# Document segment:
╔══
The charge was framed against accused nos. 1 to 4 and
they pleaded not guilty.
Accused appellant took the plea that on the date of
occurrence he had invited 30/40 persons to attend the dinner
and the deceased was one of them. He was heavily drunk and
was not in a position to walk and also unable to control
himself. Apprehending that the deceased might create
problems and fall on the road, the appellant dissuaded him
from returning to his place and advised him to go on the
next day. But the deceased paid little heed. To scarce him,
the appellant picked up a gun lying there, loaded the same
with blank cartridges which only create noise. But the
deceased tried to snatch it from him. In the scuffle when
the deceased pulled the barrel of the gun accidentally it
got fired and deceased sustained injuries on his chest.
After seeing the injury, the appellant was totally shocked
and fled away. The other accused persons denied their
involvement in the occurrence. The trial Court as noted
above, found the co-accused not guilty but recorded the
conviction so far as the appellant is concerned under
Sections 302, 201 IPC and Section 25(1A) of the Arms Act,
and imposed sentences.
╚══
# Data extract:
╔══
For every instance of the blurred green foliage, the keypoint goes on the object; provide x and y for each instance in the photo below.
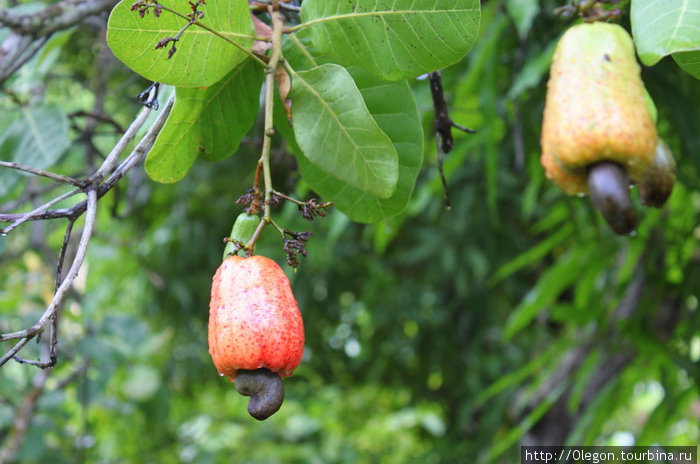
(436, 336)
╚══
# Exercise task:
In the judgment excerpt, what kind of cartridges did the appellant say he loaded into the gun?

# Finished task:
Blank cartridges, which only create noise.